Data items
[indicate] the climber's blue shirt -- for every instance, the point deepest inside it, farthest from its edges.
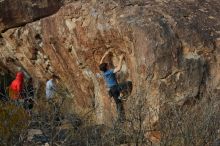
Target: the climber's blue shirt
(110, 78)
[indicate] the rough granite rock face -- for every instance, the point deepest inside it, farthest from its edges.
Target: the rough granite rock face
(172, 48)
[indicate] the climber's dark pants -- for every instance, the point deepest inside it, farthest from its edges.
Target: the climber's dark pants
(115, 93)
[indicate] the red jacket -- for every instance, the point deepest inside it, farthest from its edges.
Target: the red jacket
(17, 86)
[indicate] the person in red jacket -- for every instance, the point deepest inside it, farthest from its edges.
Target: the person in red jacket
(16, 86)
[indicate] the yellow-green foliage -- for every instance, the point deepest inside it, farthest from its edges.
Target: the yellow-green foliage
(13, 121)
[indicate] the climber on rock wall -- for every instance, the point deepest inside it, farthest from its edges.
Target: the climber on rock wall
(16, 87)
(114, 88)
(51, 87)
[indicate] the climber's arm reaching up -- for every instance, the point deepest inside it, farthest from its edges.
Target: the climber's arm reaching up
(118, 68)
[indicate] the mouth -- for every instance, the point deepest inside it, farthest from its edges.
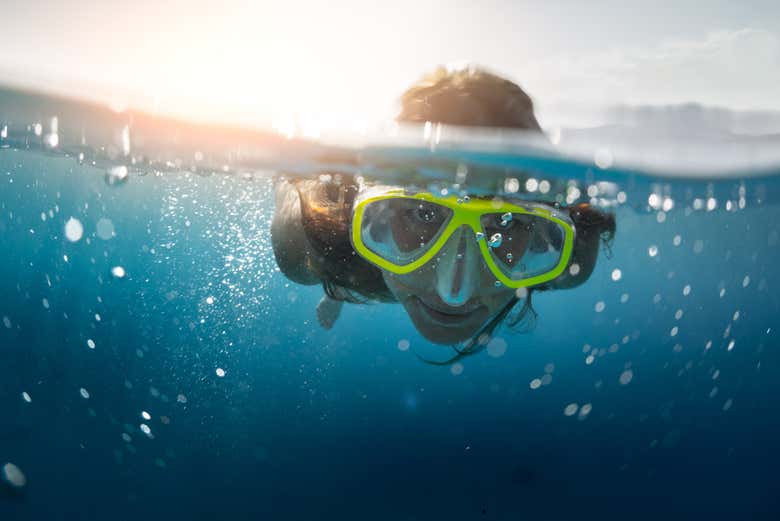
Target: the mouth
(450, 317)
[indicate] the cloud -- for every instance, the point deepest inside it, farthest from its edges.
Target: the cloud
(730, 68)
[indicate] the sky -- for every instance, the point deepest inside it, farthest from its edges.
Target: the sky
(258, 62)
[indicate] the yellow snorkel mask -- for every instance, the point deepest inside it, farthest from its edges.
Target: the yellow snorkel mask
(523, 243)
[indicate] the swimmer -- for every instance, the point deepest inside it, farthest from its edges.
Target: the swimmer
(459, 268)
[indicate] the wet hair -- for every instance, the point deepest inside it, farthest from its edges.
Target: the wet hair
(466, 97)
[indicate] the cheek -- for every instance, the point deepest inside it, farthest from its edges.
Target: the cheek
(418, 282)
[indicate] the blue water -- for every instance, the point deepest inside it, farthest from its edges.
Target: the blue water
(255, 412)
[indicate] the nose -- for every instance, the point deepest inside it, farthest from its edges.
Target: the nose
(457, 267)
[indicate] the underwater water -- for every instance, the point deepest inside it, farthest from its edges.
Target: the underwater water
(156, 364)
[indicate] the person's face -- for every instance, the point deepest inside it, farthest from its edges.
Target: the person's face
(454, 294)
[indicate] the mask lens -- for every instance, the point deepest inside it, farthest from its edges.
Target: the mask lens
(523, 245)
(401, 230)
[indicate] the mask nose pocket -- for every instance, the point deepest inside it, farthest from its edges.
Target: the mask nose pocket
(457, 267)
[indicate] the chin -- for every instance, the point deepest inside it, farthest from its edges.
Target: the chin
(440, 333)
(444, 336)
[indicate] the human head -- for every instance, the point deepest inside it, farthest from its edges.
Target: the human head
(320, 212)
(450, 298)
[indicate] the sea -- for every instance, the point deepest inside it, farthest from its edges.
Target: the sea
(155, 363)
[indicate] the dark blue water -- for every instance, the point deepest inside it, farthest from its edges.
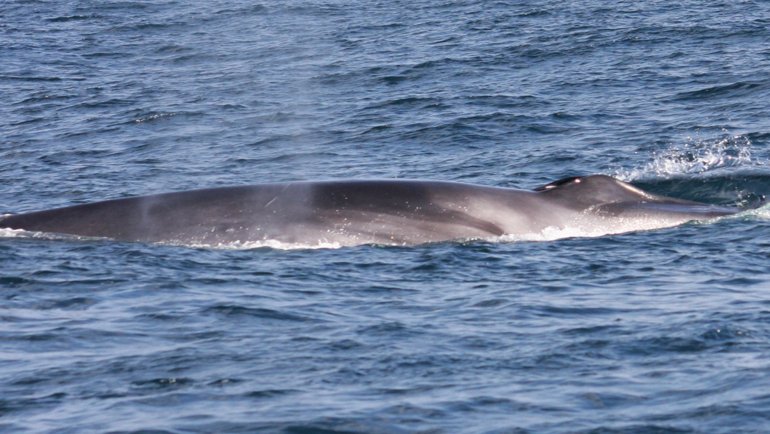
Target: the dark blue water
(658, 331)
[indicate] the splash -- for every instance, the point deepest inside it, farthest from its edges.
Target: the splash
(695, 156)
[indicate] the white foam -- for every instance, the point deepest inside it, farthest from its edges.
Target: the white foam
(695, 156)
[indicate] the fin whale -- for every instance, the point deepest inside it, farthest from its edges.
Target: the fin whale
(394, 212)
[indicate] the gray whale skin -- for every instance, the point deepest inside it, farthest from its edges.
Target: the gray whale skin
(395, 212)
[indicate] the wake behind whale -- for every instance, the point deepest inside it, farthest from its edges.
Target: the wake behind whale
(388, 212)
--
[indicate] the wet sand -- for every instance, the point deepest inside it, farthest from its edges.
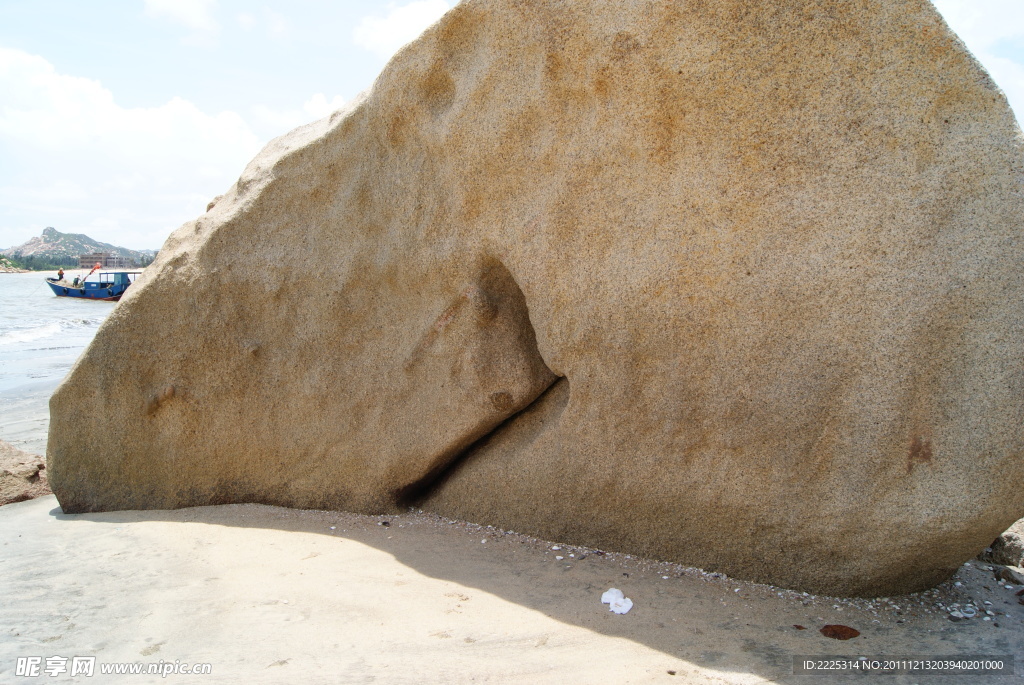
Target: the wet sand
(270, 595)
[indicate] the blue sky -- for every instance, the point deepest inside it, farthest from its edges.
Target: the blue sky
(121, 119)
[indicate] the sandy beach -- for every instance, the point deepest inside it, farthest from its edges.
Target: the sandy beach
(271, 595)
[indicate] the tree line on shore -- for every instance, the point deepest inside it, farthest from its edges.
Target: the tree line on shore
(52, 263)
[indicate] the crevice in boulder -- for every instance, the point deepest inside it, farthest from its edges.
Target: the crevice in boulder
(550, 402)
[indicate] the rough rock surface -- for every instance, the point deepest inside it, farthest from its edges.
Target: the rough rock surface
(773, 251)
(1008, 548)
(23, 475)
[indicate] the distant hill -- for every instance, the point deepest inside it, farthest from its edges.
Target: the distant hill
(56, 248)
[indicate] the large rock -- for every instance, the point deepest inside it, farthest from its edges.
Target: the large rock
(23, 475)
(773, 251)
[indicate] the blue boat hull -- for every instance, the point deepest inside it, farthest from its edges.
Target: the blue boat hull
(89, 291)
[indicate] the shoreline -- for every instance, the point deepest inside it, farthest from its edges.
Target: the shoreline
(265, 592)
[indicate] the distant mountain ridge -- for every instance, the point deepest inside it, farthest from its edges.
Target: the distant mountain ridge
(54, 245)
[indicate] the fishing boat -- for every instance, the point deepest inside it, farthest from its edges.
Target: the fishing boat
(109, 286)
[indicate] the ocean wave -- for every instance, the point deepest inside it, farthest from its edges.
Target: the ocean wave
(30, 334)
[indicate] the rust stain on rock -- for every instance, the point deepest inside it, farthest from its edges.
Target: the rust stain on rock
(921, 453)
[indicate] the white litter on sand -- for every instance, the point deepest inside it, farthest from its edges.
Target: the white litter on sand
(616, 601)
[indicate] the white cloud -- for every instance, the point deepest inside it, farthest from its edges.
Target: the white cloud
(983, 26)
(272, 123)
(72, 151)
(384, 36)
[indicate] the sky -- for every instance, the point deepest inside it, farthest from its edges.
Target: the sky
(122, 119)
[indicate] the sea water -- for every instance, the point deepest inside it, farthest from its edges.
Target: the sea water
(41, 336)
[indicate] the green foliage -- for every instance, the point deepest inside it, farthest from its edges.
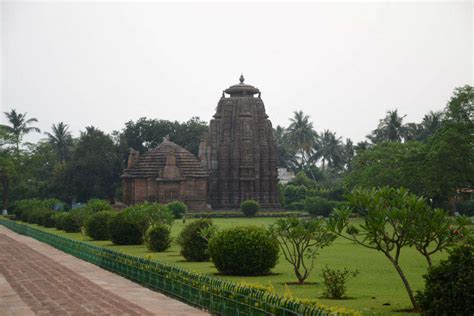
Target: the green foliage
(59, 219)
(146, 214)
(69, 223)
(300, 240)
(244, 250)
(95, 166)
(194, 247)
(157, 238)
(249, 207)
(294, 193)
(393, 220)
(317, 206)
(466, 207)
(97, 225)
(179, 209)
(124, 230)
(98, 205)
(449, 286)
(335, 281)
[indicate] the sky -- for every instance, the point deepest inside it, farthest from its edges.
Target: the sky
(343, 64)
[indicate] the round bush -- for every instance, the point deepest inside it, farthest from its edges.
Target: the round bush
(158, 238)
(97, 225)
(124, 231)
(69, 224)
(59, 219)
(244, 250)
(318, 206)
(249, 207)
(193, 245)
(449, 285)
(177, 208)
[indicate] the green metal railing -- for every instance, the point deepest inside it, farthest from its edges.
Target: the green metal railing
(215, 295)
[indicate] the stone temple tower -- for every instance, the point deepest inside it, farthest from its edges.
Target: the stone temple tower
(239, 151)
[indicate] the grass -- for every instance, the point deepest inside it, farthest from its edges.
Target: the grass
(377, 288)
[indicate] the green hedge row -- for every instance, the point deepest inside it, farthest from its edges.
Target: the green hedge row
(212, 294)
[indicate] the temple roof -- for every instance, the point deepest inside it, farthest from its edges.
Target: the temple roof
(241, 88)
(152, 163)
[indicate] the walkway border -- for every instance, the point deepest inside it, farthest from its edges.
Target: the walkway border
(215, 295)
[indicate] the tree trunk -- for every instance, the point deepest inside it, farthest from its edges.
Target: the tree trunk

WHAT YOU HAVE TO DO
Extract every line from the rows above that contains the word "snorkel".

EXERCISE SOLUTION
[indicate] the yellow snorkel mask -- for every instance, the point deepest inside it, farthest from its edges.
Target: the yellow snorkel mask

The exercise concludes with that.